▸ Required work:
From the first line to the last, return the data exactly as written.

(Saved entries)
★ ★ ★

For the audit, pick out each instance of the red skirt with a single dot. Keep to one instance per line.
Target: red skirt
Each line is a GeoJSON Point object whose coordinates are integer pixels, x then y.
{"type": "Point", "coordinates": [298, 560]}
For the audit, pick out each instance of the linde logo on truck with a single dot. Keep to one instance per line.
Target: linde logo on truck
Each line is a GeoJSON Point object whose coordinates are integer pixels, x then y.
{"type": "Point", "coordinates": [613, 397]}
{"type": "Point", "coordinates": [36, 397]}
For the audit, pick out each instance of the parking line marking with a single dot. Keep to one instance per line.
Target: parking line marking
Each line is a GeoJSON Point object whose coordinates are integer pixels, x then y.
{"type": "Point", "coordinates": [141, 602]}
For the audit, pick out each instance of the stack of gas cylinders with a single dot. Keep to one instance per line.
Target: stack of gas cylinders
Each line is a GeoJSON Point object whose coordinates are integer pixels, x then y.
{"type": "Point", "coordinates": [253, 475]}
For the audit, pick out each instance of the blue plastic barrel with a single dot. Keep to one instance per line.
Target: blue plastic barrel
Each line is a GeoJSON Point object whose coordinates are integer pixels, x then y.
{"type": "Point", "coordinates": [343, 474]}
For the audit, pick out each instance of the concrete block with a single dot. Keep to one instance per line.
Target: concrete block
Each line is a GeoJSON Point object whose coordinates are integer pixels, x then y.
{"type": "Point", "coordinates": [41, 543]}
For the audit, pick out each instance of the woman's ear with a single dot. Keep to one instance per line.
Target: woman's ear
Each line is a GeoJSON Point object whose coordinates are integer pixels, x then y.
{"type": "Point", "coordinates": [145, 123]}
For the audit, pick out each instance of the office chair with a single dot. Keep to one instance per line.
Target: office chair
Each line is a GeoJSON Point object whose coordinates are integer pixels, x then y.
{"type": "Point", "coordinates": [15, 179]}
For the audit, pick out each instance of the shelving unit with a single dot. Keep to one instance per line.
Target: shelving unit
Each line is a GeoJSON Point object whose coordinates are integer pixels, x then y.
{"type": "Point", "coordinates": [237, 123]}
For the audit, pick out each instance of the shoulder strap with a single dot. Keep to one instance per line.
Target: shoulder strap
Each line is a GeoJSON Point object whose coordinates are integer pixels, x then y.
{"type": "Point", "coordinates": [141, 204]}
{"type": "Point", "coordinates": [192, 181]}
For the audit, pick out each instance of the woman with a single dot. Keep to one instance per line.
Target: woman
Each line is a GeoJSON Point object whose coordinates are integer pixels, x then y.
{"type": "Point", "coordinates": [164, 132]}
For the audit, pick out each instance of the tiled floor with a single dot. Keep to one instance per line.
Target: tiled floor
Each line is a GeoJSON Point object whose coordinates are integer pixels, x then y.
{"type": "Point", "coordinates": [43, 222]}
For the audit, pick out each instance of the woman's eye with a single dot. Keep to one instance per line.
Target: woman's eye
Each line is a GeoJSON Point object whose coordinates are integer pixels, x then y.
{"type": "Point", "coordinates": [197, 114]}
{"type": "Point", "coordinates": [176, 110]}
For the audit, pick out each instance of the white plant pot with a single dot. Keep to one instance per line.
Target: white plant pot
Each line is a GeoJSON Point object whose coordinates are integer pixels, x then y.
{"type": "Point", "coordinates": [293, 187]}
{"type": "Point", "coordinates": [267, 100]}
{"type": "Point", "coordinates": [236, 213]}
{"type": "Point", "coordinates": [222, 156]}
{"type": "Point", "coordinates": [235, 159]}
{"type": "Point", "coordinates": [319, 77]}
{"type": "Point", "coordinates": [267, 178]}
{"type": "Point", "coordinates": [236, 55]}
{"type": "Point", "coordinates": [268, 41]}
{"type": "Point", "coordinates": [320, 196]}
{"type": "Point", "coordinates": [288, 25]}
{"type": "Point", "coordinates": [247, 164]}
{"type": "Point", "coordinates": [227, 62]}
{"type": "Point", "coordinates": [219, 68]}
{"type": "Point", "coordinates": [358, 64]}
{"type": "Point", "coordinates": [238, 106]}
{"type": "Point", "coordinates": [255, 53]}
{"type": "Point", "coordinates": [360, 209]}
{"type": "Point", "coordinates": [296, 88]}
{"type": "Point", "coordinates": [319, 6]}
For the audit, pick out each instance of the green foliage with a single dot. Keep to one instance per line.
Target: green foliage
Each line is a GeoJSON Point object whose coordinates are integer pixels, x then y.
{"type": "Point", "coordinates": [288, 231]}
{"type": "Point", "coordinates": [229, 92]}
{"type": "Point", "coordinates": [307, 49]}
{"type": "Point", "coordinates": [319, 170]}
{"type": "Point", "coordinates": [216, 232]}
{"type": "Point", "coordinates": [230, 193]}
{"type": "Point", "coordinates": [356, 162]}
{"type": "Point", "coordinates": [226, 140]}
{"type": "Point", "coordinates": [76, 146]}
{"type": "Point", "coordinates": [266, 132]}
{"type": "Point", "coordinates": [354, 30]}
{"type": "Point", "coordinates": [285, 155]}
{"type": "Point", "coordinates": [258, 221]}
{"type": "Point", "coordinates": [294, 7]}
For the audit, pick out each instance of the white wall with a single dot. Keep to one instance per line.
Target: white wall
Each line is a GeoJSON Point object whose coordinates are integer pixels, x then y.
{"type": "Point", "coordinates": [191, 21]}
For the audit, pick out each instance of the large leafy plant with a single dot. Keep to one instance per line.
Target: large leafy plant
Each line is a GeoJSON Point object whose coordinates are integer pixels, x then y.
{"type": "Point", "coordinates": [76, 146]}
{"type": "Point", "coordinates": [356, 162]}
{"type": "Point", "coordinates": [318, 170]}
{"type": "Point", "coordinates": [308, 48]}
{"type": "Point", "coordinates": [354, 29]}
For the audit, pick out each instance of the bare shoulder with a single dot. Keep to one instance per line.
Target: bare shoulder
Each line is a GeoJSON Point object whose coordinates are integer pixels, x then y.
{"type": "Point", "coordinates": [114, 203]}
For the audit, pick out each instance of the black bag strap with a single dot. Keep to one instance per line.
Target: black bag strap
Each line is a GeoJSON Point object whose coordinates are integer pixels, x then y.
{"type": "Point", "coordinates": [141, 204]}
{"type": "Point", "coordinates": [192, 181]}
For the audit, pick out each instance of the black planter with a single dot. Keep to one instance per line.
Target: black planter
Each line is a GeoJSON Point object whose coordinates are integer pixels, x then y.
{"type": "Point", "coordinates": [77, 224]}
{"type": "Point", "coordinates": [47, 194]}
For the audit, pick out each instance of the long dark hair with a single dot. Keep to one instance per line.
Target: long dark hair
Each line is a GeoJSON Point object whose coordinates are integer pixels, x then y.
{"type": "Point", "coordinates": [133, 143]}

★ ★ ★

▸ Response to the task:
For the audit, pick out each instance of the red skirt with a single dot. Keep to one instance per line.
Target: red skirt
Each line is a GeoJSON Point object whose coordinates are integer pixels, x then y.
{"type": "Point", "coordinates": [298, 560]}
For the audit, pick out each instance of the linde logo on truck with a single dot. Keep to one instance per line.
Target: linde logo on truck
Each line is a GeoJSON Point object whose coordinates are integer pixels, x then y.
{"type": "Point", "coordinates": [613, 397]}
{"type": "Point", "coordinates": [36, 397]}
For the audit, pick out each instance of the parking line marking with a single dot. Keep to one instance per line.
Target: parking line marking
Each line is a GeoJSON Point object whose coordinates are integer pixels, x then y.
{"type": "Point", "coordinates": [141, 602]}
For the audit, pick out each instance of the stack of gas cylinders with a single dot. Keep to one instance per line.
Target: stack of gas cylinders
Each line is a GeoJSON Point object whose coordinates are integer pixels, x then y.
{"type": "Point", "coordinates": [253, 475]}
For the audit, pick out each instance of the blue plastic barrel with a single dot. Keep to one instance per line.
Target: blue plastic barrel
Each line is a GeoJSON Point object whose coordinates are integer pixels, x then y.
{"type": "Point", "coordinates": [343, 474]}
For the audit, pick out each instance of the concrete block with a single dot. Keep to one instance per line.
Target: concrete block
Each line is a GeoJSON Point object whose coordinates are integer pixels, x then y.
{"type": "Point", "coordinates": [41, 543]}
For the audit, pick out each instance of the woman's ear with a single dot. Keep to one instance per line.
Target: woman's ear
Each line is a GeoJSON Point object whose coordinates are integer pixels, x then y.
{"type": "Point", "coordinates": [145, 123]}
For the audit, pick out each instance of the office chair with a single dot. Keep to one instance per line.
Target: office chair
Each line is a GeoJSON Point object whose coordinates are integer pixels, x then y.
{"type": "Point", "coordinates": [15, 179]}
For the audit, pick out each instance of the shelving unit with a single dot. Keep to one instance per line.
Target: shelving unit
Each line is a GeoJSON Point object whose coordinates are integer pixels, x then y.
{"type": "Point", "coordinates": [237, 123]}
For the audit, pick out each instance of the shoulder strap with a single dot. Keep to one instance per line.
Target: shoulder strap
Each line is a GeoJSON Point object whose coordinates are integer pixels, x then y.
{"type": "Point", "coordinates": [141, 204]}
{"type": "Point", "coordinates": [192, 181]}
For the audit, pick out each instance of the woman with a single dot. Keep to one instance per line.
Target: woman
Each line is a GeoJSON Point object whose coordinates are integer pixels, x then y.
{"type": "Point", "coordinates": [164, 132]}
For the audit, pick out each instance of the tiled floor with a single dot. Keep to one instance per line.
Target: tiled floor
Each line is a GeoJSON Point object whose coordinates are integer pixels, x then y.
{"type": "Point", "coordinates": [43, 222]}
For the audit, pick out each instance of the woman's eye with a single dot. Keep to one instance per line.
Target: woman's eye
Each line is a GeoJSON Point object whose coordinates are integer pixels, x then y.
{"type": "Point", "coordinates": [197, 114]}
{"type": "Point", "coordinates": [176, 110]}
For the audit, pick out each instance of the white plant pot with a single dot. Keep to one instance per line.
Target: white plant pot
Each line is a GeoJSON Point object whose coordinates are integer pixels, x then y.
{"type": "Point", "coordinates": [293, 187]}
{"type": "Point", "coordinates": [267, 100]}
{"type": "Point", "coordinates": [236, 213]}
{"type": "Point", "coordinates": [222, 156]}
{"type": "Point", "coordinates": [235, 159]}
{"type": "Point", "coordinates": [319, 77]}
{"type": "Point", "coordinates": [267, 178]}
{"type": "Point", "coordinates": [236, 55]}
{"type": "Point", "coordinates": [268, 41]}
{"type": "Point", "coordinates": [320, 196]}
{"type": "Point", "coordinates": [288, 25]}
{"type": "Point", "coordinates": [247, 164]}
{"type": "Point", "coordinates": [227, 62]}
{"type": "Point", "coordinates": [219, 68]}
{"type": "Point", "coordinates": [358, 64]}
{"type": "Point", "coordinates": [238, 106]}
{"type": "Point", "coordinates": [255, 53]}
{"type": "Point", "coordinates": [360, 209]}
{"type": "Point", "coordinates": [296, 88]}
{"type": "Point", "coordinates": [319, 6]}
For the audit, pick out each instance of the green foliage with a single dot. Keep to one instance per line.
Target: green foliage
Each line is a GeoJSON Point object whose coordinates are integer pixels, x then y.
{"type": "Point", "coordinates": [288, 231]}
{"type": "Point", "coordinates": [229, 92]}
{"type": "Point", "coordinates": [307, 49]}
{"type": "Point", "coordinates": [319, 170]}
{"type": "Point", "coordinates": [216, 232]}
{"type": "Point", "coordinates": [230, 193]}
{"type": "Point", "coordinates": [356, 162]}
{"type": "Point", "coordinates": [226, 140]}
{"type": "Point", "coordinates": [76, 146]}
{"type": "Point", "coordinates": [266, 132]}
{"type": "Point", "coordinates": [354, 30]}
{"type": "Point", "coordinates": [285, 155]}
{"type": "Point", "coordinates": [258, 221]}
{"type": "Point", "coordinates": [294, 7]}
For the audit, pick out each instance of the white wall with a single dot. Keep to one instance per line.
Target: white wall
Each line is a GeoJSON Point object whose coordinates are integer pixels, x then y.
{"type": "Point", "coordinates": [191, 21]}
For the audit, pick out each instance of the large leafy plant with a single dot. Keep to one instance per line.
Target: large leafy plant
Each line is a GeoJSON Point object whose coordinates are integer pixels, x then y.
{"type": "Point", "coordinates": [76, 146]}
{"type": "Point", "coordinates": [356, 162]}
{"type": "Point", "coordinates": [318, 170]}
{"type": "Point", "coordinates": [308, 48]}
{"type": "Point", "coordinates": [354, 29]}
For the audit, pick out each instance of the bare shoulder with a single dot. Keep to one instance per line.
Target: bare shoulder
Each line is a GeoJSON Point object whose coordinates are integer pixels, x then y.
{"type": "Point", "coordinates": [114, 203]}
For the audit, pick out each instance of the black bag strap with a single dot. Keep to one instance per line.
Target: black bag strap
Each line is a GeoJSON Point object whose coordinates are integer pixels, x then y.
{"type": "Point", "coordinates": [141, 204]}
{"type": "Point", "coordinates": [192, 181]}
For the audit, pick out each instance of the black planter with a single dot. Keep to one instance per line.
Target: black planter
Each line is a GeoJSON Point object whose coordinates are integer pixels, x then y.
{"type": "Point", "coordinates": [77, 224]}
{"type": "Point", "coordinates": [47, 194]}
For the audit, pick out each instance of the long dark hair with a single dot. Keep to one instance per line.
Target: long dark hair
Each line is a GeoJSON Point object whose coordinates are integer pixels, x then y.
{"type": "Point", "coordinates": [133, 143]}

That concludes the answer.